**Trecho do texto:**
Curadora do Museu Brasileiro da Escultura e Ecologia desde julho, a cearense Galciani Neves quer aumentar a pluralidade e tornar o espaço mais acolhedor

Por Isabella D'Ercole Materia seguir SEGUIR Materia seguir SEGUINDO
30 ago 2020, 10h00

Em sua casa, em São Paulo, a cearense Galciani Neves sonha com os ambientes amplos cercados por cimento queimado e vidro do Museu Brasileiro da Escultura e Ecologia, o MuBe. O edifício, projetado por Paulo Mendes da Rocha, está fechado desde março, quando começou a quarentena na capital paulista. Em junho, a professora da Fundação Armando Alvares Penteado (FAAP) e do mestrado em arte da Faculdade Federal do Ceará (UFC) se tornou curadora da instituição. “É um desafio assumir a missão sem poder estar no prédio, sentindo a efervescência do público, testemunhando a convivência dele com as obras. Mas as questões humanitárias atuais são tão urgentes que o resto fica menor”, diz ela, que passou a quarentena com sua bebê nascida em dezembro.

Não só esse é um momento desafiador em termos de saúde pública, mas também em revisão de padrões e questionamentos sociais. Manifestações contra o racismo, por exemplo, alcançaram inclusive as artes. Em Londres e nos Estados Unidos, obras que perpetravam discursos preconceituosos foram removidas. A reflexão também cabe às nossas instituições, claro, mesmo que seja, por enquanto, só através das plataformas digitais.

Outra questão urgente e que precisa ser abraçada por um museu com ecologia no nome é a proteção do meio ambiente. A crise que o Brasil passa é profunda: recordes de desmatamento e de queimadas, vulnerabilidade de povos originários. Parece, portanto, que Galciani tem bastante trabalho a fazer e ela está ciente disso. A seguir, uma conversa com CLAUDIA sobre seu projeto para o MuBE.

Como foi a repercussão de você ter assumido esse posto tão importante? 

Eu entendo a representatividade de ser uma mulher ocupando um cargo como esse, é algo importante. Mas também tenho noção do meu lugar de fala como branca privilegiada. Tive acesso a boas escolas, me formei em uma universidade pública, algo que é mais comum na classe média do que entre a população vulnerável. Entendo, porém, que carrego outras questões. Eu sou nordestina em São Paulo. Isso não vai ser apagado do meu corpo, do meu sotaque, do meu jeito de pensar. Essa escolha por uma mulher diz muito do que o museu pretende. Não que o Cauê (Alves, curador antes de Galciani) não estivesse atento às causas identitárias e sociais do momento, mas ao escolher uma mulher para o cargo, o museu faz um posicionamento.

O mundo das artes tem discutido representatividade e equidade não só no acesso, mas na produção. Como o MuBE pretende tratar da questão em seu acervo, em sua proposta?

**Dados registrados:**
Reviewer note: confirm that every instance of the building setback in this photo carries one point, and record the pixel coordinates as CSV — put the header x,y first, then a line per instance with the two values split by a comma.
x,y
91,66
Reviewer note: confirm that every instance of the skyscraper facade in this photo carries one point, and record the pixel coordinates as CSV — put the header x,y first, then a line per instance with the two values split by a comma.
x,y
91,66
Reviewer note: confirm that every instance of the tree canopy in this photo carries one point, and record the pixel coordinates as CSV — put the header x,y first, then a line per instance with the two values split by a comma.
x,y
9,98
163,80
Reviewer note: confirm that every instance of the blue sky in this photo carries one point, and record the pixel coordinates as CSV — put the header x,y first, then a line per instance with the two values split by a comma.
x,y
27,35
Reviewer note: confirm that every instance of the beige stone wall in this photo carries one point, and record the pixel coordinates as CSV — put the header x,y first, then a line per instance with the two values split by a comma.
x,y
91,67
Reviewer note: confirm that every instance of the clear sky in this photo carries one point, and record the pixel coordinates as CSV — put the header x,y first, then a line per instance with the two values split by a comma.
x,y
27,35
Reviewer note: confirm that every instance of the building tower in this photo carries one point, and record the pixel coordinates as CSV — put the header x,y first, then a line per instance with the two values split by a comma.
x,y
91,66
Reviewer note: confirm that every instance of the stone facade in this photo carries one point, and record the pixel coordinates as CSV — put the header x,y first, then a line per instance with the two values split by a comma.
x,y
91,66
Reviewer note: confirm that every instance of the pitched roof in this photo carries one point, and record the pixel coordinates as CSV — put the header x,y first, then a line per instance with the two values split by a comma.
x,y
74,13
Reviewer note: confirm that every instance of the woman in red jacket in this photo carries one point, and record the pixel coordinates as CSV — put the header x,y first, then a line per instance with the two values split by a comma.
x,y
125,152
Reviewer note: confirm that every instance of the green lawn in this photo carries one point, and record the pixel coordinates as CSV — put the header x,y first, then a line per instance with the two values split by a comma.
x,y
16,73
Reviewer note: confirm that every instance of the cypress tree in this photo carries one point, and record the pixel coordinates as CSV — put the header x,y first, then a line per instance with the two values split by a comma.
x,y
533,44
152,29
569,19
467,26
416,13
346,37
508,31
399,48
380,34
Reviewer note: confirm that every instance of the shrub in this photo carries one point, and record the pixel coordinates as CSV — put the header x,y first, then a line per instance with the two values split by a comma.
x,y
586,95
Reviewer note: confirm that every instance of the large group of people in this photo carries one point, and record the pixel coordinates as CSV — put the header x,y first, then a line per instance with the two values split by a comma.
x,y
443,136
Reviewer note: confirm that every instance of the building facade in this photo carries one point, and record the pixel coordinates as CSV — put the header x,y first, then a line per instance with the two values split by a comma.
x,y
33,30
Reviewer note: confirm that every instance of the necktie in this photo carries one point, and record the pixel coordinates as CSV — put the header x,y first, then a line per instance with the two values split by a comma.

**Atividades propostas:**
**A)** Resuma em duas frases o texto sobre a curadora do MuBE.
**B)** Reescreva em forma de lista o parágrafo do texto sobre a curadora do MuBE que começa com "Não só esse é um momento desafiador", mantendo seus fatos principais.
**C)** Copie do texto sobre a curadora do MuBE o trecho que começa em "Como foi a repercussão" e termina em "faz um posicionamento.".

**Respostas por item:**
**A)** A cearense Galciani Neves, professora da FAAP e do mestrado em arte da UFC, tornou-se curadora do Museu Brasileiro da Escultura e Ecologia (MuBE), fechado desde março por causa da quarentena. Ela reconhece a importância de uma mulher ocupar o cargo e o próprio lugar de fala como branca privilegiada, mas afirma carregar a condição de nordestina em São Paulo e vê na escolha um posicionamento do museu.

**B)**
- O momento é desafiador para a saúde pública e também para a revisão de padrões e os questionamentos sociais.
- Manifestações contra o racismo alcançaram inclusive as artes.
- Em Londres e nos Estados Unidos, obras que perpetravam discursos preconceituosos foram removidas.
- A reflexão cabe também às nossas instituições, ainda que, por enquanto, apenas pelas plataformas digitais.

**C)**
Como foi a repercussão de você ter assumido esse posto tão importante? 

Eu entendo a representatividade de ser uma mulher ocupando um cargo como esse, é algo importante. Mas também tenho noção do meu lugar de fala como branca privilegiada. Tive acesso a boas escolas, me formei em uma universidade pública, algo que é mais comum na classe média do que entre a população vulnerável. Entendo, porém, que carrego outras questões. Eu sou nordestina em São Paulo. Isso não vai ser apagado do meu corpo, do meu sotaque, do meu jeito de pensar. Essa escolha por uma mulher diz muito do que o museu pretende. Não que o Cauê (Alves, curador antes de Galciani) não estivesse atento às causas identitárias e sociais do momento, mas ao escolher uma mulher para o cargo, o museu faz um posicionamento.